• **WHAT TO PRODUCE**:
A verbatim copy of every record is required, and no pictures should be included.
++++++++
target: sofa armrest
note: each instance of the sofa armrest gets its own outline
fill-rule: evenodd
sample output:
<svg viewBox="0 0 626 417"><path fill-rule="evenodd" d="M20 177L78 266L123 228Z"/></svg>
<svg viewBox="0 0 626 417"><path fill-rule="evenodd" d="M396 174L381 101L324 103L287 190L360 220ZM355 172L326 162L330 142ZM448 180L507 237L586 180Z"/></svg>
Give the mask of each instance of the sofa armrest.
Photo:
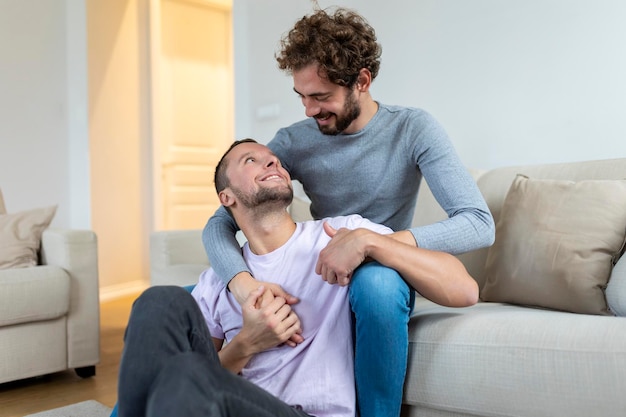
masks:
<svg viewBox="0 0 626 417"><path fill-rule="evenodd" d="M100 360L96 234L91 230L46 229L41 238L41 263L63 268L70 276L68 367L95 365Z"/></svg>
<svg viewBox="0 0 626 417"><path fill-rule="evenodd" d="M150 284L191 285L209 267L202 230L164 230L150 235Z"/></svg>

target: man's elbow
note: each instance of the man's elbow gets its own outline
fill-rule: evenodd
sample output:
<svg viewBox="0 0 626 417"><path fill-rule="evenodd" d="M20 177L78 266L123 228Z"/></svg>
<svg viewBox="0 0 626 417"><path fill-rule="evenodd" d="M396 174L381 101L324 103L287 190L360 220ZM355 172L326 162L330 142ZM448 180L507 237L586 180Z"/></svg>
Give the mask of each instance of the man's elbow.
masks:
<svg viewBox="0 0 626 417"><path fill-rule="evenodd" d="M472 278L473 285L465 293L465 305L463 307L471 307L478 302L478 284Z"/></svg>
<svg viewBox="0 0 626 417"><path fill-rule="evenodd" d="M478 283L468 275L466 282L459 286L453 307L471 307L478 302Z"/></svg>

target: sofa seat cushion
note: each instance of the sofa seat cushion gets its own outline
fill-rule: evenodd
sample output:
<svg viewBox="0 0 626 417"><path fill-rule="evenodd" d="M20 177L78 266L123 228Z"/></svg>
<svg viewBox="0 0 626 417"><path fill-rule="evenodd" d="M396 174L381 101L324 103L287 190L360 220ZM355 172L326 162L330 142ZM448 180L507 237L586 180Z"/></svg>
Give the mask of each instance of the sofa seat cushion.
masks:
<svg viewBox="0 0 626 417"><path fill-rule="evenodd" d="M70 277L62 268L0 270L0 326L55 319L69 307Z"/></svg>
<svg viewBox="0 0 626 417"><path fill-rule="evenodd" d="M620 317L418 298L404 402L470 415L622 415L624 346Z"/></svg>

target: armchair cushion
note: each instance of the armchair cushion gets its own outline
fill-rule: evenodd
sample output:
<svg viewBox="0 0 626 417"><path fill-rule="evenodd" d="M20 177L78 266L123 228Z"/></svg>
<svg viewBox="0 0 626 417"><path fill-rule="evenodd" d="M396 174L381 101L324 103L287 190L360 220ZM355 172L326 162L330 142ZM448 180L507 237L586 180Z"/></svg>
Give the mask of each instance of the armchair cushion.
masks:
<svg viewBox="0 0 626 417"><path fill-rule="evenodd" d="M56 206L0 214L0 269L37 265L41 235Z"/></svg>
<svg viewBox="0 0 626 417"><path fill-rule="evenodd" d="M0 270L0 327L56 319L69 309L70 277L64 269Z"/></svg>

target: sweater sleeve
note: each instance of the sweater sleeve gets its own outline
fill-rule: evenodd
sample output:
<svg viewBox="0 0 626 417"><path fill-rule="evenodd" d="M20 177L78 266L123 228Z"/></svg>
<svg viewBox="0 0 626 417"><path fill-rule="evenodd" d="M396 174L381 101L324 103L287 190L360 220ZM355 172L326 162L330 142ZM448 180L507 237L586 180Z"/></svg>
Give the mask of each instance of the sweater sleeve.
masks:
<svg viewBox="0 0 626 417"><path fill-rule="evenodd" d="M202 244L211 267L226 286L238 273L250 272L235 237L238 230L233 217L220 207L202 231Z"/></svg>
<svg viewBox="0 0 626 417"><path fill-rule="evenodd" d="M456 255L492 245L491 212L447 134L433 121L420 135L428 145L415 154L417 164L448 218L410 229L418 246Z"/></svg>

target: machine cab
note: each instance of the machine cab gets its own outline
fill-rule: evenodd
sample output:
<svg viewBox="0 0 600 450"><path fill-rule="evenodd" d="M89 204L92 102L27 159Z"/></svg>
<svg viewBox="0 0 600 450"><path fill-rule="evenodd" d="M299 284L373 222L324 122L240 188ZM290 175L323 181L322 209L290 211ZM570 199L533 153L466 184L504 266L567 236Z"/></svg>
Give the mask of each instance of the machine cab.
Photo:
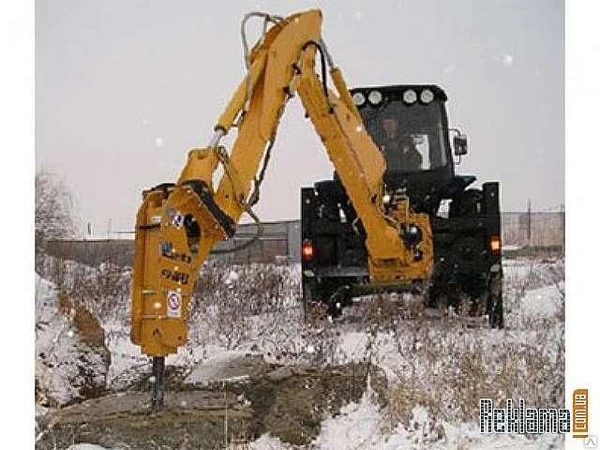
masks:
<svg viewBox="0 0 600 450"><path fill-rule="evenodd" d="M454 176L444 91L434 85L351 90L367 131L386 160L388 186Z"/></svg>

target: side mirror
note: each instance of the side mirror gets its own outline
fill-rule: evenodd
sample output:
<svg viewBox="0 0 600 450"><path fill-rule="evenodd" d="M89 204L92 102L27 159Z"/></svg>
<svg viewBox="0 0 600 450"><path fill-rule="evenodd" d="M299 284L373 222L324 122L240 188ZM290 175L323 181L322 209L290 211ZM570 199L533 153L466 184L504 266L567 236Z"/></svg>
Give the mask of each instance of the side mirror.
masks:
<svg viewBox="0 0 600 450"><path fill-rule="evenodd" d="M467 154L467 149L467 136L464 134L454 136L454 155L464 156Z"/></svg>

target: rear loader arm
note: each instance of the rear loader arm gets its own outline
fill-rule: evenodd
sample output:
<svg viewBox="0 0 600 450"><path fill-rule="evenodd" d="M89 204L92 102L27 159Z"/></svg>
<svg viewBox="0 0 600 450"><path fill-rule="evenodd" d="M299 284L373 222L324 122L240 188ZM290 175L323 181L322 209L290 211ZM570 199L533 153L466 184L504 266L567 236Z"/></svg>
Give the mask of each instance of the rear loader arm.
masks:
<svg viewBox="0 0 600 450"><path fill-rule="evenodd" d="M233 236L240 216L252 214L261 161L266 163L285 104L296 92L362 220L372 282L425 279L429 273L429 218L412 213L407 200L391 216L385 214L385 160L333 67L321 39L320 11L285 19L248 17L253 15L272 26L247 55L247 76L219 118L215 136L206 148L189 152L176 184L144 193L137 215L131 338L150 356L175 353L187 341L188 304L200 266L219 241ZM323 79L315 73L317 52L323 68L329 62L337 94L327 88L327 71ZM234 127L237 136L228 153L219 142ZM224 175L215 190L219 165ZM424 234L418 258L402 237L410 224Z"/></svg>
++++++++
• **EXERCISE SOLUTION**:
target: sofa armrest
note: each instance of the sofa armrest gets its own outline
fill-rule: evenodd
sample output:
<svg viewBox="0 0 626 417"><path fill-rule="evenodd" d="M20 177L78 266L123 228Z"/></svg>
<svg viewBox="0 0 626 417"><path fill-rule="evenodd" d="M396 174L381 101L324 103L287 190L360 220ZM355 172L326 162L330 142ZM448 180L507 237L586 180Z"/></svg>
Give the mask of each instance of the sofa armrest.
Photo:
masks:
<svg viewBox="0 0 626 417"><path fill-rule="evenodd" d="M100 360L96 234L91 230L46 229L41 238L41 263L63 268L70 276L68 367L95 365Z"/></svg>
<svg viewBox="0 0 626 417"><path fill-rule="evenodd" d="M150 284L191 285L209 267L202 230L164 230L150 235Z"/></svg>

target: man's elbow
note: each instance of the man's elbow gets its own outline
fill-rule: evenodd
sample output:
<svg viewBox="0 0 626 417"><path fill-rule="evenodd" d="M20 177L78 266L123 228Z"/></svg>
<svg viewBox="0 0 626 417"><path fill-rule="evenodd" d="M396 174L381 101L324 103L287 190L360 220ZM355 172L326 162L330 142ZM448 180L507 237L586 180Z"/></svg>
Give the mask of each instance of the man's elbow.
masks:
<svg viewBox="0 0 626 417"><path fill-rule="evenodd" d="M472 278L473 285L465 293L465 305L463 307L471 307L478 302L478 284Z"/></svg>
<svg viewBox="0 0 626 417"><path fill-rule="evenodd" d="M478 283L468 275L466 282L459 286L453 307L471 307L478 302Z"/></svg>

target: sofa seat cushion
note: each instance of the sofa seat cushion gets its own outline
fill-rule: evenodd
sample output:
<svg viewBox="0 0 626 417"><path fill-rule="evenodd" d="M20 177L78 266L123 228Z"/></svg>
<svg viewBox="0 0 626 417"><path fill-rule="evenodd" d="M396 174L381 101L324 103L287 190L360 220ZM355 172L326 162L330 142ZM448 180L507 237L586 180Z"/></svg>
Give the mask of each instance of the sofa seat cushion.
masks:
<svg viewBox="0 0 626 417"><path fill-rule="evenodd" d="M70 277L62 268L0 270L0 326L55 319L69 307Z"/></svg>
<svg viewBox="0 0 626 417"><path fill-rule="evenodd" d="M620 317L418 298L404 402L470 415L622 415L624 346Z"/></svg>

target: armchair cushion
note: each instance of the armchair cushion gets its own outline
fill-rule: evenodd
sample output:
<svg viewBox="0 0 626 417"><path fill-rule="evenodd" d="M20 177L78 266L123 228Z"/></svg>
<svg viewBox="0 0 626 417"><path fill-rule="evenodd" d="M396 174L381 101L324 103L287 190L360 220ZM355 172L326 162L330 142ZM448 180L507 237L586 180Z"/></svg>
Give the mask of each instance of the armchair cushion.
masks:
<svg viewBox="0 0 626 417"><path fill-rule="evenodd" d="M56 206L0 214L0 269L37 265L41 235Z"/></svg>
<svg viewBox="0 0 626 417"><path fill-rule="evenodd" d="M0 270L0 327L56 319L69 309L70 277L64 269Z"/></svg>

target: sweater sleeve
note: each instance of the sweater sleeve gets its own outline
fill-rule: evenodd
sample output:
<svg viewBox="0 0 626 417"><path fill-rule="evenodd" d="M20 177L78 266L123 228Z"/></svg>
<svg viewBox="0 0 626 417"><path fill-rule="evenodd" d="M396 174L381 101L324 103L287 190L360 220ZM355 172L326 162L330 142ZM448 180L507 237L586 180Z"/></svg>
Give the mask of each instance of the sweater sleeve.
masks:
<svg viewBox="0 0 626 417"><path fill-rule="evenodd" d="M202 244L211 267L226 286L238 273L250 272L235 237L238 230L233 217L220 207L202 231Z"/></svg>
<svg viewBox="0 0 626 417"><path fill-rule="evenodd" d="M456 255L492 245L491 212L447 134L433 121L420 135L428 145L415 154L417 164L448 218L410 229L418 246Z"/></svg>

target: machine cab
note: each instance of the machine cab gets its own outline
fill-rule: evenodd
sample output:
<svg viewBox="0 0 600 450"><path fill-rule="evenodd" d="M89 204L92 102L27 159Z"/></svg>
<svg viewBox="0 0 600 450"><path fill-rule="evenodd" d="M299 284L373 222L324 122L240 188ZM290 175L323 181L322 209L290 211ZM570 199L533 153L466 184L504 266L567 236Z"/></svg>
Give the mask of each instance of the machine cab.
Photo:
masks:
<svg viewBox="0 0 600 450"><path fill-rule="evenodd" d="M454 176L444 91L434 85L351 90L367 131L386 160L388 186Z"/></svg>

target: side mirror
note: each instance of the side mirror gets its own outline
fill-rule: evenodd
sample output:
<svg viewBox="0 0 600 450"><path fill-rule="evenodd" d="M89 204L92 102L27 159Z"/></svg>
<svg viewBox="0 0 600 450"><path fill-rule="evenodd" d="M299 284L373 222L324 122L240 188ZM290 175L323 181L322 209L290 211ZM570 199L533 153L466 184L504 266L567 236Z"/></svg>
Give the mask of each instance of the side mirror.
masks:
<svg viewBox="0 0 600 450"><path fill-rule="evenodd" d="M467 154L467 149L467 136L464 134L454 136L454 155L464 156Z"/></svg>

target: rear loader arm
note: each instance of the rear loader arm gets its own outline
fill-rule: evenodd
sample output:
<svg viewBox="0 0 600 450"><path fill-rule="evenodd" d="M89 204L92 102L27 159Z"/></svg>
<svg viewBox="0 0 600 450"><path fill-rule="evenodd" d="M299 284L373 222L324 122L240 188ZM290 175L323 181L322 209L290 211ZM570 199L533 153L466 184L504 266L567 236Z"/></svg>
Give the mask of each instance of the rear loader arm.
masks:
<svg viewBox="0 0 600 450"><path fill-rule="evenodd" d="M233 236L240 216L252 214L261 161L266 163L285 104L296 92L362 220L372 282L425 279L429 273L429 218L412 213L407 200L391 216L385 214L385 160L333 67L321 39L320 11L285 19L248 17L253 15L272 26L247 55L247 76L219 118L215 136L206 148L189 152L176 184L144 193L137 215L131 338L150 356L175 353L187 341L188 304L200 266L219 241ZM323 79L315 73L317 52L323 68L329 62L337 94L327 88L327 71ZM234 127L237 136L228 153L219 142ZM224 175L215 190L219 165ZM424 234L418 258L402 237L410 224Z"/></svg>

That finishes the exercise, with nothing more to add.